**Task prompt**
Copy each line that includes the string "every" from the material into your answer.

**Source material**

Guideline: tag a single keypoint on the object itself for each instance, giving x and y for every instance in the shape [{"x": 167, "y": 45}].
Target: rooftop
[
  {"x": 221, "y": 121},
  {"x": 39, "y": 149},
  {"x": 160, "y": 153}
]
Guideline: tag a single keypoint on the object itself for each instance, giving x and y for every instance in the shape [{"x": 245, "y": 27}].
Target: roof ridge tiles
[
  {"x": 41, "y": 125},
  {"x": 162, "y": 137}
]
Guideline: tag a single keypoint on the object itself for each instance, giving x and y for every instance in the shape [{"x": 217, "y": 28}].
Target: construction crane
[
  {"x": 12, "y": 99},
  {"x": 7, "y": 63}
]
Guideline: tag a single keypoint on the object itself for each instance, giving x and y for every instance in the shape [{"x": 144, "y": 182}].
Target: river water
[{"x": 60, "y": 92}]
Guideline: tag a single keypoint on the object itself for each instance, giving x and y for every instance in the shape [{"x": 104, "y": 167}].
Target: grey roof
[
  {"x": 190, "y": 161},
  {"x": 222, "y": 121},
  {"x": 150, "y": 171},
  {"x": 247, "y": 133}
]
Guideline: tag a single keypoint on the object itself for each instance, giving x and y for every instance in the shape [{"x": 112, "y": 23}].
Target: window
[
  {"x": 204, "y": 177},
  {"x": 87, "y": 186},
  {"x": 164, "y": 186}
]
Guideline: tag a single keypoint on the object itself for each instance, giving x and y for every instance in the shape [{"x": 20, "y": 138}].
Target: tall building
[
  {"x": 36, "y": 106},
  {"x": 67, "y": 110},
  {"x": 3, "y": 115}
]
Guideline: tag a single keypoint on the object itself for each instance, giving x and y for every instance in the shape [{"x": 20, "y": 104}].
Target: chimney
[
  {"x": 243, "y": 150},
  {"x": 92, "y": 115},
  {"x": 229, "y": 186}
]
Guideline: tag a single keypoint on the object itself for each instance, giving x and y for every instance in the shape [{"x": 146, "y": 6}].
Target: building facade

**Solved problem**
Guideline: tag a single keypoint on the object itself for each instance, giving x and y for every instance in the shape [{"x": 167, "y": 45}].
Guideline: tag a single keypoint on the object itself for each instance, giving x and y for every instance in the shape [{"x": 245, "y": 27}].
Guideline: tag a single keypoint on the object itself for each instance, giving x and y for every instance in the shape [{"x": 217, "y": 28}].
Guideline: tag a single keypoint on the object itself for each instance, giving x and y for every instance in the shape [{"x": 144, "y": 182}].
Guideline: tag a single keypoint on the object itself for each instance, giving x and y for every instance in the shape [{"x": 104, "y": 167}].
Guideline: tag a single keypoint on the object itself for each instance, giving x and y for every instance in the shape [{"x": 112, "y": 23}].
Guideline: tag a single keypoint on the object itself for each instance, giving x and y for every instance in the shape [{"x": 20, "y": 138}].
Guideline: tag a single keypoint on the object itself for each instance, giving x and y for every instance in the shape [{"x": 20, "y": 104}].
Guideline: tag a single keypoint on the object itself for each instance, giving x and y for every instance in the shape [{"x": 146, "y": 6}].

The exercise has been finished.